* Start *

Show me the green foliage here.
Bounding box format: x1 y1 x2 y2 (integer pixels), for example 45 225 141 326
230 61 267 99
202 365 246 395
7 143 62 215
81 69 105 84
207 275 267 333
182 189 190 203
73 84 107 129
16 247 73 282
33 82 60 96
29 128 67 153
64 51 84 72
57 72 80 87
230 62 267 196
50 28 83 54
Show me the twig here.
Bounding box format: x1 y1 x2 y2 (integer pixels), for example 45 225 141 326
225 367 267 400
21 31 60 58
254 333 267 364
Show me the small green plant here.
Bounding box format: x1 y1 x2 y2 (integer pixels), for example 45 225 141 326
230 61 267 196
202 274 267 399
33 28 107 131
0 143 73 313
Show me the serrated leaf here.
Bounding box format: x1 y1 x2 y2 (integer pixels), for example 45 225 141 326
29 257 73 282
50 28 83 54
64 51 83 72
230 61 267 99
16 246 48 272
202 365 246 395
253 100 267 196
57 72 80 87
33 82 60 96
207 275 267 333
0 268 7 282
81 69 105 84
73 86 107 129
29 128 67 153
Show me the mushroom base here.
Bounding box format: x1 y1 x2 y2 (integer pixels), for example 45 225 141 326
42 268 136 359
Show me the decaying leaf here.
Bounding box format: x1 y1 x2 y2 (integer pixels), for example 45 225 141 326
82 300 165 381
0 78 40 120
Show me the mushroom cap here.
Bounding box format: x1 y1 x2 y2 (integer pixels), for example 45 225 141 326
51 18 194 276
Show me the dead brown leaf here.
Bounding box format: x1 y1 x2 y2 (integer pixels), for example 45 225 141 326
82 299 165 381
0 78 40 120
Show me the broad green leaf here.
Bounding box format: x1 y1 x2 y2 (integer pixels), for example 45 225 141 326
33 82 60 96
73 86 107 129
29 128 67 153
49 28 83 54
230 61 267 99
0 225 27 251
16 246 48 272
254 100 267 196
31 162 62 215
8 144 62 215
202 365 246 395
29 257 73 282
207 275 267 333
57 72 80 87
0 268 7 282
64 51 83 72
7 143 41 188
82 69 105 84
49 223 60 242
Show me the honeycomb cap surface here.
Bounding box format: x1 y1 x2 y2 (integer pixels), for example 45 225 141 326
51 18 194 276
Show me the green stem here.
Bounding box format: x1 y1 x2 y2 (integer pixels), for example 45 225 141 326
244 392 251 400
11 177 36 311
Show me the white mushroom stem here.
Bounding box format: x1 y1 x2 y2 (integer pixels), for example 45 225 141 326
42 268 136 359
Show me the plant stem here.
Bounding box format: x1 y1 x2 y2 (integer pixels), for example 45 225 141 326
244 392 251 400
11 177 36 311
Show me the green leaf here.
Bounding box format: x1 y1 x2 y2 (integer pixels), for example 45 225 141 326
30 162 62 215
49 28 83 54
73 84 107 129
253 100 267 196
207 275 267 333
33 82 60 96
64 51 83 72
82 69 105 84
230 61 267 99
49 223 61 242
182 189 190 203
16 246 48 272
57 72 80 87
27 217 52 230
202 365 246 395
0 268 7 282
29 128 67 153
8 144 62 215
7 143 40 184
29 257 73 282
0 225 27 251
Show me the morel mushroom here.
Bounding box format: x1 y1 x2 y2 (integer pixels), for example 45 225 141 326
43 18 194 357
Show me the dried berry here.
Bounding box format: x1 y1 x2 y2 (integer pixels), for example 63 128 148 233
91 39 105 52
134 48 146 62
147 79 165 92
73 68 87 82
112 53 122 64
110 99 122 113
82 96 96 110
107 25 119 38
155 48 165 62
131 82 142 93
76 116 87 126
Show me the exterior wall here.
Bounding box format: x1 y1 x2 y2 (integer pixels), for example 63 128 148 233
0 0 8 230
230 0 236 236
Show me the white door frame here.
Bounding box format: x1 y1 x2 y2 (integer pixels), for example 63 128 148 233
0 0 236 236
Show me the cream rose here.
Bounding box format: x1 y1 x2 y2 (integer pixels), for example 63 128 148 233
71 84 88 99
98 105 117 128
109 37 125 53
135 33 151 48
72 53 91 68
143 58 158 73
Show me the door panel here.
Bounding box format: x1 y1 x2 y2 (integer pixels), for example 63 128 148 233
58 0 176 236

* End *

## [Exercise brief]
Convert all the items above into a two-column CSV with the columns label_request and boxes, one row per item. Each row holds the item's text and its answer, each in a single quoted field, with line breaks replaced by spaces.

## [Response for this exercise]
label_request,boxes
"Show me the green foliage here. Bounding box format: x1 y1 x2 y2 (integer pixels), for example 45 225 141 326","230 61 267 99 202 365 246 395 7 143 62 215 81 69 105 84 207 275 267 333 182 189 190 203 73 84 107 129 16 247 73 282 33 82 60 96 29 128 67 153 64 51 84 72 57 72 80 87 230 62 267 196 50 28 83 54"
"Show me the twig here. Bounding box format: x1 y1 x2 y2 (integer pixels), for example 45 225 141 326","225 367 267 400 21 31 60 58 254 333 267 364"
"Show me the small green plant here. Bounding box format: x1 y1 x2 y2 (integer pixels), for example 45 225 141 326","230 61 267 196 202 274 267 399 33 28 107 131 0 143 73 313"
"Show me the serrated leaf here. Bounding box format: x1 y1 x2 y2 (integer pixels), for example 45 225 141 326","29 257 73 282 50 28 83 54 64 51 83 72 230 61 267 99 16 246 48 272 202 365 246 395 253 100 267 196 57 72 80 87 33 82 60 96 207 275 267 333 0 268 7 282 81 69 105 84 73 86 107 129 29 128 67 153"
"Show me the mushroom base here. Bounding box format: x1 y1 x2 y2 (integer pixels), for example 45 225 141 326","42 268 136 359"
"Show me the decaying leaf here. Bounding box format: x1 y1 x2 y2 (integer pixels), for example 45 225 141 326","82 300 165 381 0 78 40 120"
"Show me the mushroom cap here. Bounding box format: x1 y1 x2 y2 (integer pixels), for example 45 225 141 326","51 18 194 276"
"Show me the dead brown leaf here. Bounding box format: x1 y1 x2 y2 (integer pixels), for example 45 225 141 326","82 299 165 381 0 78 40 120"
"Show me the broad green leaf here. Bounding box format: x1 y1 x2 y2 (integer pixels), for example 45 225 141 326","33 82 60 96 73 86 107 129 29 128 67 153 49 28 83 54 230 61 267 99 0 225 27 251 16 246 48 272 254 100 267 196 31 162 62 215 8 144 62 215 202 365 246 395 29 257 73 282 207 275 267 333 57 72 80 87 0 268 7 282 64 51 83 72 7 143 41 188 82 69 105 84 49 223 60 242"
"Show me the honeycomb cap surface here. Bounding box format: x1 y1 x2 y2 (integer pixels), for example 45 225 141 326","51 18 194 276"
"Show me the green stem here. Bounding box format: x1 y1 x2 y2 (integer pixels), for example 45 225 141 326","244 392 251 400 11 177 36 311"
"Show me the white mushroom stem here. Bounding box format: x1 y1 x2 y2 (integer pixels), for example 45 225 141 326","42 268 136 359"
"Show me the plant stem here. Bounding box format: x1 y1 x2 y2 (integer pixels), for example 45 225 141 326","244 392 251 400 11 177 36 311"
"Show me the green leaf here. Bounding box format: x1 y1 x2 y2 (integer pixels), for example 45 225 141 326","30 162 62 215 49 28 83 54 73 84 107 129 253 100 267 196 207 275 267 333 33 82 60 96 64 51 83 72 82 69 105 84 230 61 267 99 49 223 61 242 182 189 190 203 16 246 48 272 57 72 80 87 27 217 52 230 202 365 246 395 0 268 7 282 29 128 67 153 8 144 62 215 7 143 40 184 29 257 73 282 0 225 27 251"
"Show me the morel mushroom here. Bounding box format: x1 y1 x2 y2 (integer pixels), for example 45 225 141 326","43 18 194 357"
"Show me the dried berry here. Bounding box format: x1 y1 x2 y2 (integer pixels), for example 63 128 148 233","91 39 105 52 134 48 146 62 147 79 165 92 73 68 87 82 112 53 122 64 110 99 122 113 82 96 96 110 107 25 119 38 155 48 165 62 131 82 142 93 76 116 87 126"
"Show me the exterior wall here. Bounding box format: x1 y1 x2 y2 (integer pixels), for example 63 128 148 233","0 0 8 230 230 0 236 236"
"Show me the white door frame here. Bounding box format: x1 y1 x2 y2 (integer pixels), for example 63 128 148 233","0 0 236 236"
"Show me the cream rose here. Bounding box format: x1 y1 x2 y2 (integer pixels), for example 63 128 148 233","71 84 88 99 98 105 117 128 109 37 125 53 135 33 151 48 72 53 91 68 143 58 158 73"
"Show me the door panel here. Bounding box format: x1 y1 x2 y2 (integer pixels), for example 63 128 148 233","58 0 176 236"